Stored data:
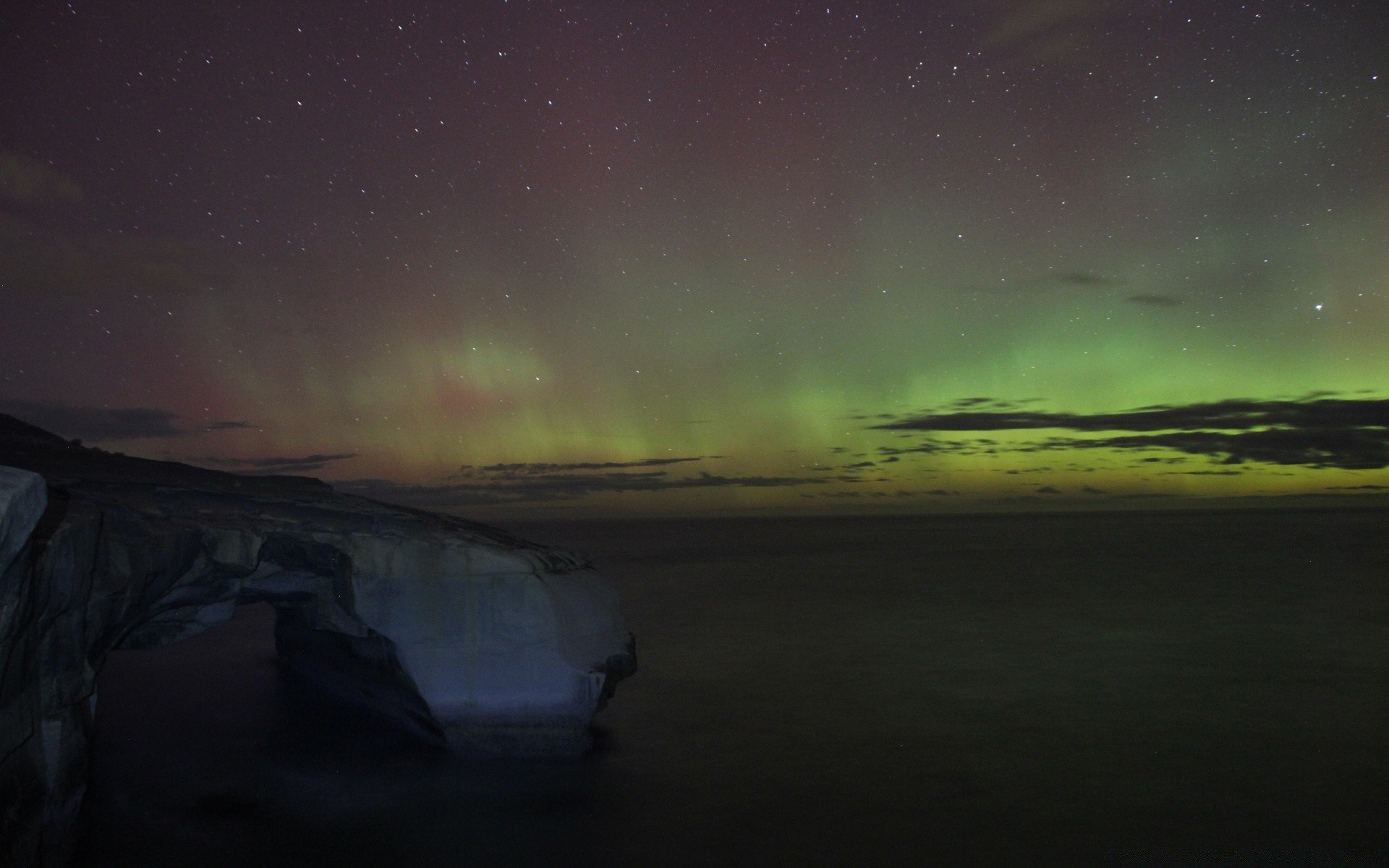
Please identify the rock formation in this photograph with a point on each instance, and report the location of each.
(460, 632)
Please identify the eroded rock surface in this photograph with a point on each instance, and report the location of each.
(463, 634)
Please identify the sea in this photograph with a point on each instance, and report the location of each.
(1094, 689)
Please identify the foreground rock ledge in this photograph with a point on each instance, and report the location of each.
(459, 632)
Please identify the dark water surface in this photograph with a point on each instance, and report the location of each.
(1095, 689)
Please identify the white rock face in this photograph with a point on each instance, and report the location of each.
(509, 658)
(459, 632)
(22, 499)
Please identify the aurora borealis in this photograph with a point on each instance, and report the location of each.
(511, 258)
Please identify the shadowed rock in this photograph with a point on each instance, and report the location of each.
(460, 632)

* * *

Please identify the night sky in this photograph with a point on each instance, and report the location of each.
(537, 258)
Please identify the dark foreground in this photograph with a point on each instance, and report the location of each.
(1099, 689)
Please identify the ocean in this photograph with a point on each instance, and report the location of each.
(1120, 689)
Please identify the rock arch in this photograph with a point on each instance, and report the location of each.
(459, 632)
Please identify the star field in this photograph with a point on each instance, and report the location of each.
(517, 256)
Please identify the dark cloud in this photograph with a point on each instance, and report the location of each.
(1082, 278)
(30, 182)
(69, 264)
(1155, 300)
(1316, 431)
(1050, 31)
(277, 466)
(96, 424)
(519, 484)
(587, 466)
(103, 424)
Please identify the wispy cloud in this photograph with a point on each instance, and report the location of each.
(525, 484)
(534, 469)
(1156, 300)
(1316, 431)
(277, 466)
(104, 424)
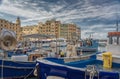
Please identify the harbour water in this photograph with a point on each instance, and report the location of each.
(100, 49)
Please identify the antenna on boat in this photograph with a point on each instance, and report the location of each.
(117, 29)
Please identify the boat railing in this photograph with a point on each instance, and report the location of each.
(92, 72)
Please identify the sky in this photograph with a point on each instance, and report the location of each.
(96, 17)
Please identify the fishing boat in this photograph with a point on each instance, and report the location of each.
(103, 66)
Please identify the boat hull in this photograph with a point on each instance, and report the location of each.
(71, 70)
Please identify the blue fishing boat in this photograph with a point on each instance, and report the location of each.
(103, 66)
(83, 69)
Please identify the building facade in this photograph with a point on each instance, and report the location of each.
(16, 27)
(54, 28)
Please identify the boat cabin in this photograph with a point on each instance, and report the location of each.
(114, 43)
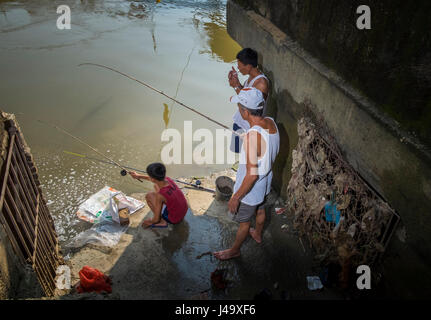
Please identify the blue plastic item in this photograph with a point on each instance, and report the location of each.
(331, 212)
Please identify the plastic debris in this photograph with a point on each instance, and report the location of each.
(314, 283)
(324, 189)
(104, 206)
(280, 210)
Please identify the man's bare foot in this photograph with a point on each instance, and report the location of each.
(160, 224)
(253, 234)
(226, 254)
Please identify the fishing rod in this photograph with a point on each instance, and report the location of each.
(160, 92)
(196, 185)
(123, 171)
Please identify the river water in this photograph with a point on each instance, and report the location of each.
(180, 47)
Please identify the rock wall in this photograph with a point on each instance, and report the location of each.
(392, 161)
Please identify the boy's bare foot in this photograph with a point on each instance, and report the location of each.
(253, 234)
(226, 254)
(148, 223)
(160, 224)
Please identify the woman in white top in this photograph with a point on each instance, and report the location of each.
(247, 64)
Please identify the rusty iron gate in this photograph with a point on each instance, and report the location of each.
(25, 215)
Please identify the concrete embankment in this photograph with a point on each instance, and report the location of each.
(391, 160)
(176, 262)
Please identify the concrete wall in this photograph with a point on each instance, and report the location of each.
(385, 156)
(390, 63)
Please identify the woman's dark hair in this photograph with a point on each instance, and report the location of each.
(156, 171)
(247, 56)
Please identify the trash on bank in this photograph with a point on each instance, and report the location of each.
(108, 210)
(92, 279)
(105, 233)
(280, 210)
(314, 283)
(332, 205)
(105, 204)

Goal: Reproduce word for word the part of the rows above that opens with the line containing "Please identify the rock formation" and closes with the line containing "(1094, 689)", both lines included.

Output for this exercise:
Please identify the rock formation in this photograph with a point on each instance, and report the location of each.
(460, 632)
Please identify the eroded rock surface in this photograph with a point on each instance, and report the location of each.
(463, 634)
Please identify the sea in this photograph with a point on each instance, and report the location of each.
(1094, 689)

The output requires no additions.